Action item: An exact reproduction of all the entries is what the answer must contain.

*** Opening of Data supplied ***

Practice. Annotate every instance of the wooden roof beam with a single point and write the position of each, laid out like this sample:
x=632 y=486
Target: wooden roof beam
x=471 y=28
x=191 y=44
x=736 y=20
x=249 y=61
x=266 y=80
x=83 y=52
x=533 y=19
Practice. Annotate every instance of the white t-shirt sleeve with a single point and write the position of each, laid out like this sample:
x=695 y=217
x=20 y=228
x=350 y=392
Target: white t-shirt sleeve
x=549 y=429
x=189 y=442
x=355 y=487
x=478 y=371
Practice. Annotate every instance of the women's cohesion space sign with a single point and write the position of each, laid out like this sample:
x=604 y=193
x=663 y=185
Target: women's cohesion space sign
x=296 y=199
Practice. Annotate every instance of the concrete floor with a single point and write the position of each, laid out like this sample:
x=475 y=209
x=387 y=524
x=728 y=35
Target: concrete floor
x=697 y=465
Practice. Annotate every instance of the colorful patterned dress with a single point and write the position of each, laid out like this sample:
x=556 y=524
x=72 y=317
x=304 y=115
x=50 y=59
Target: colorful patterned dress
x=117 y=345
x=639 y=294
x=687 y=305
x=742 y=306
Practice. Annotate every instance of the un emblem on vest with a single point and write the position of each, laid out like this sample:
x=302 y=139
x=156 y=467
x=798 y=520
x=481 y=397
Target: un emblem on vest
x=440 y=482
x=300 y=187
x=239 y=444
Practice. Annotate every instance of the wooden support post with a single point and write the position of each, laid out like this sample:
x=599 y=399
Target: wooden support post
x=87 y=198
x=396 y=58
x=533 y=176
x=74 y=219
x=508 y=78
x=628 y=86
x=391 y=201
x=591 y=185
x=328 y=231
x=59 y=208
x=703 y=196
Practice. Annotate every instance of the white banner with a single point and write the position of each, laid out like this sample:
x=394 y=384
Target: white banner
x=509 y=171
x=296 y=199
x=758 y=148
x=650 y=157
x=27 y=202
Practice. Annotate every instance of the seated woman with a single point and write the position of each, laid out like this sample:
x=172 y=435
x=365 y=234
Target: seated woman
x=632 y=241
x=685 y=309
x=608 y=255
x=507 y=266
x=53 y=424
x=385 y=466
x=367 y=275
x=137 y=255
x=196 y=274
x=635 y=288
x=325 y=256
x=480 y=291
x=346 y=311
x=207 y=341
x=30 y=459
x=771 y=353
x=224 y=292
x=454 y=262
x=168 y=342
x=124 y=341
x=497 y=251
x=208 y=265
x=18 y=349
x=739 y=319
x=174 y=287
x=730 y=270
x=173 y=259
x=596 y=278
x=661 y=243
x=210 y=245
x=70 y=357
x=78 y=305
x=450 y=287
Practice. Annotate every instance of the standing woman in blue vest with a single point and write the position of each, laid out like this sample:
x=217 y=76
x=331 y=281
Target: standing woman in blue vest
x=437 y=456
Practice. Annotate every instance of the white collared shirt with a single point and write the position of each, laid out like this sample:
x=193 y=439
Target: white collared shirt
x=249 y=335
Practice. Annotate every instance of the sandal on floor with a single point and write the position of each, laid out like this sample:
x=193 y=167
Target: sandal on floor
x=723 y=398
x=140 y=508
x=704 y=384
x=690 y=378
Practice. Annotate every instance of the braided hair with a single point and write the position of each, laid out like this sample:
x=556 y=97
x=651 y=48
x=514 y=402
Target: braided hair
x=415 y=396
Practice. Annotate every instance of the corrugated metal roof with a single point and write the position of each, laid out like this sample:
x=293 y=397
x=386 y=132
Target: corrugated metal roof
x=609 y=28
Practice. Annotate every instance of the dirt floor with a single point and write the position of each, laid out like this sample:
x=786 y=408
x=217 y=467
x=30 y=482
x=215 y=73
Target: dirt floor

*** Close of Data supplied ***

Answer box:
Practice. Annotate every instance of the wooden roof beam with a single point and write the position of each, laid out like this sample:
x=632 y=486
Target: wooden roof beam
x=471 y=28
x=191 y=44
x=736 y=20
x=249 y=61
x=266 y=80
x=83 y=52
x=533 y=19
Practice. Annotate every instance of the white t-shirt sleeve with a single point and write the position of each, laid out like this sample:
x=695 y=217
x=20 y=228
x=350 y=392
Target: white t-shirt sleeve
x=549 y=429
x=189 y=442
x=355 y=487
x=478 y=371
Practice. Annotate every instance of the women's cohesion space sign with a single point and write the position of each, laid out like this sample:
x=604 y=193
x=663 y=185
Target: women's cohesion space sign
x=296 y=199
Practice. Annotate every instance of the concrete floor with a single point and write the position of each, laid out like this sample:
x=475 y=209
x=387 y=524
x=728 y=35
Target: concrete floor
x=697 y=465
Practice. Annotate every instance of the colorful patterned dress with a single point and write the position of each, laid out like this sample:
x=556 y=524
x=72 y=317
x=304 y=115
x=50 y=59
Target: colorful patterned dress
x=117 y=345
x=639 y=294
x=687 y=305
x=742 y=306
Practice. Annotate every instance of the un emblem on vest with a single point and write the position of each, laid out like this sample:
x=302 y=139
x=156 y=467
x=798 y=520
x=481 y=397
Target: un emblem on vest
x=440 y=482
x=300 y=187
x=239 y=444
Practice. Annotate every instance of the wooden support post with a single point and write the position of each, laid out like this sample:
x=599 y=399
Target: wooden support post
x=87 y=198
x=396 y=58
x=533 y=176
x=74 y=219
x=508 y=78
x=628 y=86
x=391 y=201
x=591 y=185
x=328 y=231
x=59 y=208
x=703 y=196
Practice. Annotate every instance of the white banner with a single point and write the position of each, laid out like this sample:
x=394 y=384
Target: white banner
x=509 y=171
x=296 y=199
x=758 y=148
x=650 y=157
x=27 y=202
Practice. Annotate every instance of the seated woman with a single point and write the position of each, laid out like this sample:
x=172 y=435
x=365 y=234
Target: seated woman
x=632 y=241
x=685 y=309
x=608 y=255
x=507 y=266
x=53 y=424
x=385 y=466
x=367 y=275
x=137 y=255
x=196 y=274
x=635 y=288
x=325 y=256
x=480 y=291
x=346 y=311
x=207 y=341
x=30 y=459
x=771 y=353
x=224 y=292
x=454 y=262
x=168 y=342
x=124 y=341
x=497 y=251
x=208 y=265
x=18 y=349
x=739 y=319
x=174 y=287
x=730 y=270
x=173 y=259
x=596 y=278
x=661 y=243
x=210 y=245
x=70 y=357
x=78 y=305
x=450 y=287
Practice. Annotate every instance of the standing woman in blue vest with a single point and write the position of each, laid out like this sample:
x=217 y=76
x=331 y=281
Target: standing woman in blue vest
x=437 y=456
Practice. Annotate every instance of the white collared shirt with a single point and write the position of each, laid out like this sample:
x=193 y=439
Target: white collared shirt
x=249 y=335
Practice. Annotate every instance of the sandal on floor with a single point and write the position of each, laid out like this sample:
x=193 y=167
Target: sandal on floor
x=723 y=398
x=140 y=508
x=704 y=384
x=690 y=378
Practice. Annotate every instance of the braided hair with a single point and write the position of each, laid out like this sample:
x=556 y=97
x=651 y=48
x=514 y=402
Target: braided hair
x=415 y=396
Practice. Annotate every instance of the corrugated metal roof with a single point and write the position of each, laid out like this sample:
x=293 y=397
x=386 y=132
Target: corrugated metal roof
x=609 y=28
Practice. Annotate every instance of the dirt floor with a single point and write the position of each, laid out like this sample:
x=786 y=408
x=217 y=467
x=30 y=482
x=215 y=73
Target: dirt floor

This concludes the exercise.